Image region labeling entries:
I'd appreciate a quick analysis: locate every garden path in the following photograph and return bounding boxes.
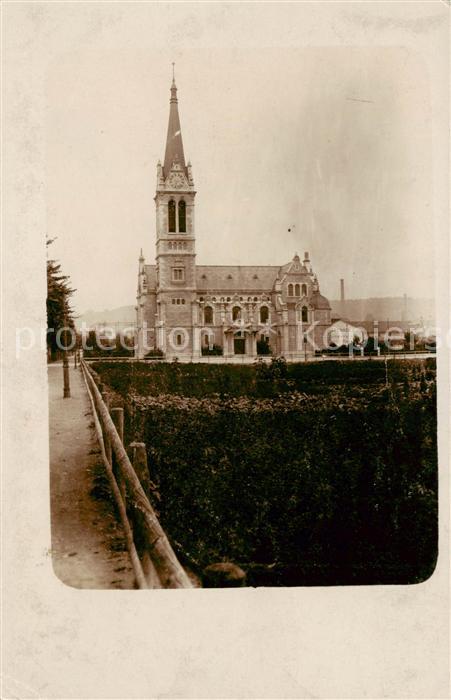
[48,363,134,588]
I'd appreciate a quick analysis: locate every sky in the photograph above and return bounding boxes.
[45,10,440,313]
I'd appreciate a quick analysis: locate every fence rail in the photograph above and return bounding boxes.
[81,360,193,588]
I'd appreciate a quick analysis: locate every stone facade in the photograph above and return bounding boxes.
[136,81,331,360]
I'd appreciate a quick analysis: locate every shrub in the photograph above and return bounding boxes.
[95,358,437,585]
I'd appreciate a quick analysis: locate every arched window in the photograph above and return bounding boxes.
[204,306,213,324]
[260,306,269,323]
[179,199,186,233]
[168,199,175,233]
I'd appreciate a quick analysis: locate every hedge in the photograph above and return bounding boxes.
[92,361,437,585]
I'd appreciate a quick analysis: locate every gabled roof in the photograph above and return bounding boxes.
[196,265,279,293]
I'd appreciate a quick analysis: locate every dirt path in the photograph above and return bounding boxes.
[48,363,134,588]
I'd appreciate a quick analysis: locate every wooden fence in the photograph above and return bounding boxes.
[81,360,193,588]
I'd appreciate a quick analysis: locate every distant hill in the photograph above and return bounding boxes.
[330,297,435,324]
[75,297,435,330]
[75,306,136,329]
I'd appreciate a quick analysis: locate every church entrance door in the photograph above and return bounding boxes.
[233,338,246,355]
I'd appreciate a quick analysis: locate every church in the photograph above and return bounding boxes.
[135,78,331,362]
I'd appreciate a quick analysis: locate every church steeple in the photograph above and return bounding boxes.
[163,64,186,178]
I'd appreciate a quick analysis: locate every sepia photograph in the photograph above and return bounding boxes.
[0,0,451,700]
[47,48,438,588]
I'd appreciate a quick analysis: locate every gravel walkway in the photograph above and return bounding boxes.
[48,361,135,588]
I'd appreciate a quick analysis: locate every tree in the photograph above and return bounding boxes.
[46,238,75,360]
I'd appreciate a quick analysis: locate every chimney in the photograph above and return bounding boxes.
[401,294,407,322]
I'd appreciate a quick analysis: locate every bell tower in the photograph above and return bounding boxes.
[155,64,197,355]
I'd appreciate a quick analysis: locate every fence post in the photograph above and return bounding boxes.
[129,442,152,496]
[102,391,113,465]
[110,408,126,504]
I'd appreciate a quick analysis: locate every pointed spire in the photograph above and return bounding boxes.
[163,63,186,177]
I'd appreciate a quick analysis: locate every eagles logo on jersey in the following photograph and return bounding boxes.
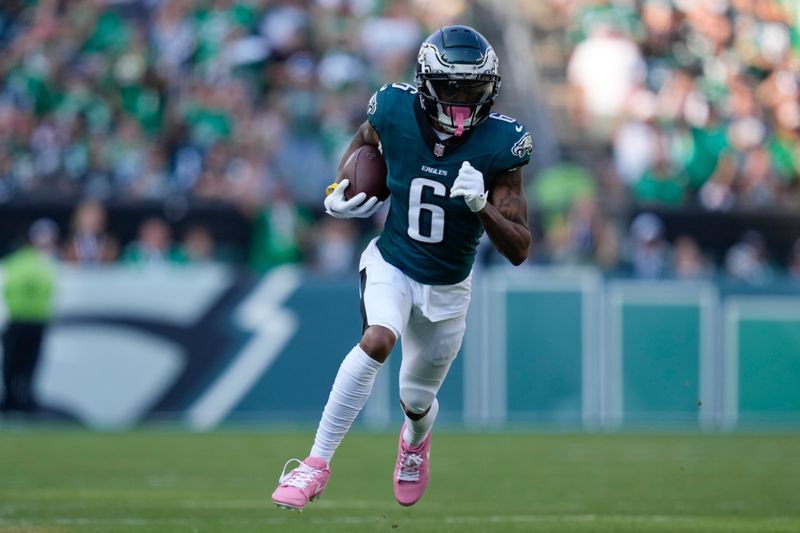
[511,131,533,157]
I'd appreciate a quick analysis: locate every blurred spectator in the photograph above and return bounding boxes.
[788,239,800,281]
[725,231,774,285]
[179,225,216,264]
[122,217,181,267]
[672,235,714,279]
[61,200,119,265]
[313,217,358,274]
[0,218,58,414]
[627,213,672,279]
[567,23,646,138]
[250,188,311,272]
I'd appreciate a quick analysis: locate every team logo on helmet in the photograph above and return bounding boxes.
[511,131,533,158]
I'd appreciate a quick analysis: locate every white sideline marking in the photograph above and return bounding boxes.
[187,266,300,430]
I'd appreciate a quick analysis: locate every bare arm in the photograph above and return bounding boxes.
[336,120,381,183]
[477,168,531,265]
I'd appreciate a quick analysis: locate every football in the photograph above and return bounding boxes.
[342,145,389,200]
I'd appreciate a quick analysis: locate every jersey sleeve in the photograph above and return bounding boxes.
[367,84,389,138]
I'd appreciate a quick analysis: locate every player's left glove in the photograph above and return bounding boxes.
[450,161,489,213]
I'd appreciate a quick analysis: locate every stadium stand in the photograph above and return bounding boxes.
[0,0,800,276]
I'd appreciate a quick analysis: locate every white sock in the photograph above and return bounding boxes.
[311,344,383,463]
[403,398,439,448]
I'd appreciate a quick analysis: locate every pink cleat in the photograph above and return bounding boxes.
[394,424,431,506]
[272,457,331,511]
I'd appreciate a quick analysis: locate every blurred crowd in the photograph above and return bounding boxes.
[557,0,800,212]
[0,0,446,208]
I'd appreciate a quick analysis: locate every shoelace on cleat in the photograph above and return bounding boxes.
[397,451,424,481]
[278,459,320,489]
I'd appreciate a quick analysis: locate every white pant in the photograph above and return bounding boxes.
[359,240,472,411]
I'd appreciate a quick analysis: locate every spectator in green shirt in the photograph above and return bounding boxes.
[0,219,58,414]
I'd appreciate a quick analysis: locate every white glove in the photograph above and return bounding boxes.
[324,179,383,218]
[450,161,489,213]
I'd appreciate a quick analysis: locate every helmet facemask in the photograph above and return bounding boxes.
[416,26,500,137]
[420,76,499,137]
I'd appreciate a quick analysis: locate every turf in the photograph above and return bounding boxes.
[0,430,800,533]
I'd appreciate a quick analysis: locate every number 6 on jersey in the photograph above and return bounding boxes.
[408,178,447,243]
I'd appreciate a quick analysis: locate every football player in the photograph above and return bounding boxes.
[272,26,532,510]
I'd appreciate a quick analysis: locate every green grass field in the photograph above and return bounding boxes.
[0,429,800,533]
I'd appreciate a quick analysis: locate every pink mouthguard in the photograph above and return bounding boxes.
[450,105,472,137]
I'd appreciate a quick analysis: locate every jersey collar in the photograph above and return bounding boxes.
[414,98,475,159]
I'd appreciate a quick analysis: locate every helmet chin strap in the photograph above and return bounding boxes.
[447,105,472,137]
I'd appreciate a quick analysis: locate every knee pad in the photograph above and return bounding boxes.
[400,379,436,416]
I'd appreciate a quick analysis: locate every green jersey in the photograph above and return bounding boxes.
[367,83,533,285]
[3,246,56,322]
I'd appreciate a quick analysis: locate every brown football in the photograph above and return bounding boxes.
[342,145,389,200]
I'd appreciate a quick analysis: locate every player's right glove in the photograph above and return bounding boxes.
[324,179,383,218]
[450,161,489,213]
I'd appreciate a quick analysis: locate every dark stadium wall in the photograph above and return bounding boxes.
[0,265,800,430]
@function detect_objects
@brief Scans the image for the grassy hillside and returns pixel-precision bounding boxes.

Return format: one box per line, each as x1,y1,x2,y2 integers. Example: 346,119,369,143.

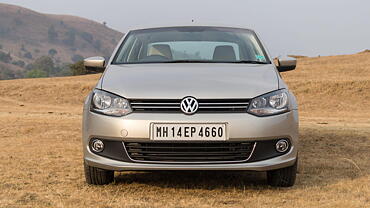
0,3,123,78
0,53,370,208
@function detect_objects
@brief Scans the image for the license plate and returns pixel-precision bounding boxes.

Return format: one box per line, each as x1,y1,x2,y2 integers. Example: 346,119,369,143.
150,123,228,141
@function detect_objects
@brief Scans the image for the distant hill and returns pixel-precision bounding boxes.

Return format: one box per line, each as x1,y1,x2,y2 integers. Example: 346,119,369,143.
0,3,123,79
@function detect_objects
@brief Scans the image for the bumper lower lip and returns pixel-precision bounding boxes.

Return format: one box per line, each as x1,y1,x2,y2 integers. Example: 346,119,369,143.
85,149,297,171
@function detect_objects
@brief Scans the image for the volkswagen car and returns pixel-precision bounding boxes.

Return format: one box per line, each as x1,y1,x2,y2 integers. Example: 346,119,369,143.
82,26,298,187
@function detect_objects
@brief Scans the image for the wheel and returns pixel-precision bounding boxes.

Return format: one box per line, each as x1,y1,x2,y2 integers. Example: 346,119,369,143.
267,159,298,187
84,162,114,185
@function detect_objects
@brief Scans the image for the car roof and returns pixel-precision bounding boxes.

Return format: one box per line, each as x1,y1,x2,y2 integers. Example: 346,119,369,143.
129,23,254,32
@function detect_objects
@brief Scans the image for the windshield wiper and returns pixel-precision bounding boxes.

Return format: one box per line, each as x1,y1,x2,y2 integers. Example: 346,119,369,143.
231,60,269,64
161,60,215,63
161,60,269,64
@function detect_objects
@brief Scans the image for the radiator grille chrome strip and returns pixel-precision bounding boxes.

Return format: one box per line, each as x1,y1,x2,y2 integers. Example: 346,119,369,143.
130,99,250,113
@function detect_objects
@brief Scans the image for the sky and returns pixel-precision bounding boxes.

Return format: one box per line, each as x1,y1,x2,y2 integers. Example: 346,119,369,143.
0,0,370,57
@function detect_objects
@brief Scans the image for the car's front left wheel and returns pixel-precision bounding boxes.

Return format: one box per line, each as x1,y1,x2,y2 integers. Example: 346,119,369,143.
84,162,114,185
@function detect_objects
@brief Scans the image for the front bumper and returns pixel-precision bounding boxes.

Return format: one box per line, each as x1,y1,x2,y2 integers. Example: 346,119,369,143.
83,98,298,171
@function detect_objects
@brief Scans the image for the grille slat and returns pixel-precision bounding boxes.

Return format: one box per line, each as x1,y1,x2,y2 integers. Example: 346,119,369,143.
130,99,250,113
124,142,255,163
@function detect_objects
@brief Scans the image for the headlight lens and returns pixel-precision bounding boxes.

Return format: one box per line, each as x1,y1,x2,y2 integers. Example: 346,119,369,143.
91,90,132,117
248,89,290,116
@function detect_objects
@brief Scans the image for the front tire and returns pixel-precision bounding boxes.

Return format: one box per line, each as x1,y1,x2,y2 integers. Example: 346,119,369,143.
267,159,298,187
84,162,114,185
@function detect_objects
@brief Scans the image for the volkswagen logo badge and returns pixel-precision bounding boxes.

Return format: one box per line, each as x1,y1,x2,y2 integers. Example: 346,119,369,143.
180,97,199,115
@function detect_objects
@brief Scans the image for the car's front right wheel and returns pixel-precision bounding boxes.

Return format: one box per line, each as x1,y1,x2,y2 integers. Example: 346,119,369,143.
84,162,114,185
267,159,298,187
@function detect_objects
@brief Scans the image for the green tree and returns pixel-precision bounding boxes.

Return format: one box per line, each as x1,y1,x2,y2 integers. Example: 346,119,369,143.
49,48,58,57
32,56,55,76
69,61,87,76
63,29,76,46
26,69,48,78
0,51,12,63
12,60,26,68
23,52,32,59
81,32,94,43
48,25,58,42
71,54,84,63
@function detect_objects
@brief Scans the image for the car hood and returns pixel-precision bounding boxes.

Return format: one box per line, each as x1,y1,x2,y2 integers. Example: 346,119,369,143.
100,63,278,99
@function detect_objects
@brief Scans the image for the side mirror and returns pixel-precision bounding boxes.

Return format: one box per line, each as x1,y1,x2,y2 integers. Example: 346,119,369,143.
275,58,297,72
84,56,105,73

**TASK REQUIREMENTS**
Copy the lines of the material above word for word, from the line containing "I'd appreciate a quick analysis: locate every sky" up to and including the line containing "[196,265,279,293]".

**THE ANSWER**
I'd appreciate a quick analysis: locate every sky in the photograph above and return bounding boxes.
[45,10,440,313]
I'd appreciate a quick analysis: locate every fence rail in the photograph above and return bounding boxes.
[81,360,193,588]
I'd appreciate a quick analysis: locate every stone facade in the photograph above and return bounding boxes.
[136,81,331,360]
I'd appreciate a quick analysis: locate every shrub in the photograph above and return bounding boxes.
[95,358,437,585]
I'd appreciate a quick analysis: locate every arched window in the photograph above and return bounding boxes.
[204,306,213,324]
[260,306,269,323]
[179,199,186,233]
[168,199,175,233]
I'd appreciate a quick analysis: locate every hedge in the photograph above and return bounding boxes.
[92,361,437,585]
I'd appreciate a quick analysis: locate every gabled roof in the photograph above and return bounding boxes.
[196,265,279,293]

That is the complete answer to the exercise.